Records from a point-labeling set:
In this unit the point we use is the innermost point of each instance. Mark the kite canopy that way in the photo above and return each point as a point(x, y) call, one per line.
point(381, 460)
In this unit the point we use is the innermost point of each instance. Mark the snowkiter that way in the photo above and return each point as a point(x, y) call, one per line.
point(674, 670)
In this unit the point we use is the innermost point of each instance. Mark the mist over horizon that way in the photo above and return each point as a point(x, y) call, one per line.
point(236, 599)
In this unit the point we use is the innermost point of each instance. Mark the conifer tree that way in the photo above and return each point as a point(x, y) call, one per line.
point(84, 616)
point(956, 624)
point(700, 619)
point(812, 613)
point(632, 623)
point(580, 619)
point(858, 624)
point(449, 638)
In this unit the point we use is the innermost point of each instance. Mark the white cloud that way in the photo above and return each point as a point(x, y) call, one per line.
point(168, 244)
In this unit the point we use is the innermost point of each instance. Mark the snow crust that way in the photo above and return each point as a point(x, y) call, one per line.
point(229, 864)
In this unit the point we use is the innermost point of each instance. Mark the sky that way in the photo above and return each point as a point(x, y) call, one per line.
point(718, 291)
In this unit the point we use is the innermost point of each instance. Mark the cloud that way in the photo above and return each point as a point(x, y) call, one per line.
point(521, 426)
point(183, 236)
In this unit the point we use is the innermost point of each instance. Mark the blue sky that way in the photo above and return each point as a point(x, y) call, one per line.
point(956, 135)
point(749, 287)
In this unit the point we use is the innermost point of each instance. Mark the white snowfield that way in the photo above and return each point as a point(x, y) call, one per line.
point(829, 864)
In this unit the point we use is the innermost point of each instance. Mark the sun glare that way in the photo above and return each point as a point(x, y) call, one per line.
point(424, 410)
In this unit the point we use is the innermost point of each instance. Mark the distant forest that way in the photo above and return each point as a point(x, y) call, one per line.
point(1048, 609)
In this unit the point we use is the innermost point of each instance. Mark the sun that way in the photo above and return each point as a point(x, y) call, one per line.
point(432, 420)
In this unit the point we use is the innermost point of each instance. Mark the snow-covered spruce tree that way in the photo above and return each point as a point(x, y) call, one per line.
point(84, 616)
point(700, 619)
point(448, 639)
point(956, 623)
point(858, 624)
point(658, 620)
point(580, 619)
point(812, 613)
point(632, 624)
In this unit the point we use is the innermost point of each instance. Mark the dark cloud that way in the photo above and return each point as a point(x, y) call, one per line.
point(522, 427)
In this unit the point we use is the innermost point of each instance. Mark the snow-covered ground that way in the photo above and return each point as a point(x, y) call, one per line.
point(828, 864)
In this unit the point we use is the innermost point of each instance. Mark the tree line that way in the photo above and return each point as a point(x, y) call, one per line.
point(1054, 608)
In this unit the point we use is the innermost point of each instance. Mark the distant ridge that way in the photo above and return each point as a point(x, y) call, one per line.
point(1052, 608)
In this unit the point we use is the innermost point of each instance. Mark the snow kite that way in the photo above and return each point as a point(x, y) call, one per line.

→ **Goal**:
Copy every one of the records above word for word, with no changes.

→ **Completed task**:
In this unit the point we use is the innermost point of each instance. Mark the kite canopy that way in the photo above and return each point as a point(x, y) call, one per line.
point(381, 460)
In this unit the point we use is the innermost point of each instance. Mark the snowkiter that way in the photo above and return each point as a point(x, y) call, one per line.
point(674, 670)
In this unit the point we use is the innermost point of each instance. Mark the mist over horizon that way in the photo above and return each point as a point(x, y) call, one per line.
point(236, 599)
In this unit the point we use is the innermost point of each instance. Mark the conifer tree that way in the photo above and return each point as a point(x, y) call, one per line.
point(84, 616)
point(956, 624)
point(700, 619)
point(812, 613)
point(632, 623)
point(580, 619)
point(858, 624)
point(449, 638)
In this unit the point we use is the innermost point of each instance. Mark the white cloud that way in the photo above and return each point as a point(x, y) call, one per line.
point(168, 244)
In this unit the point we use is the innermost point of each instance. Mark the snow crust that way in the photo above and return each point as a point(x, y) call, one per line.
point(229, 864)
In this unit the point we use is the innermost point of each instance. Mark the sky that way in the photo above and return each point as a point(x, y) call, one per line.
point(718, 291)
In this unit the point we use is the innermost point of each instance. Mark the cloud that way in the photo above and return each point as a point(x, y) call, one per line.
point(521, 426)
point(183, 236)
In this unit the point we use is the innermost point of each instance. Mark the blue sky that way in the photo above and return each point as a point(x, y) call, one per line.
point(956, 135)
point(749, 287)
In this unit the point we use is the innermost point of each instance. Mark the white snowfield that way in the photo above and return each point as a point(x, y) call, one per line.
point(829, 864)
In this unit the point we use is the innermost point of each instance. Mark the sun glare that way in the photo above and return each point as a point(x, y) call, one per line.
point(424, 410)
In this unit the point we use is the innermost point of each instance. Mark the distant forest that way in the photo above and return each point as a point(x, y) call, one per line.
point(1048, 609)
In this unit the point we use is the innermost point of each instance. Mark the sun that way in the photo above and return each point as a point(x, y) call, one per line.
point(432, 420)
In this unit the point we use is the innermost point of each instance. Mark the snow-covered spruce tree that way in the photo above and return each point as a point(x, y) call, one per line.
point(84, 616)
point(700, 619)
point(448, 639)
point(956, 623)
point(858, 624)
point(658, 620)
point(580, 619)
point(812, 613)
point(632, 624)
In this unit the point we use is the innermost point of each instance. Mark the dark cloud that way in the photo above and return each point as a point(x, y) call, one per line.
point(522, 427)
In this unit the point we use is the innermost point of each instance. Mark the snow-covered ground that way in the photo above and return each point as a point(x, y) call, one per line.
point(828, 864)
In this unit the point we use is the innermost point of each instance. Mark the tree line that way in the photo above and return each point as a point(x, y) call, one per line.
point(1054, 608)
In this unit the point we use is the innermost point of each instance. Mark the distant ridge that way in the photo above and return each point as a point(x, y) call, one per line.
point(1052, 608)
In this unit the point we use is the innermost point of each instance. Mark the snow kite that way in the photo above and return each point as a point(x, y) call, one per line.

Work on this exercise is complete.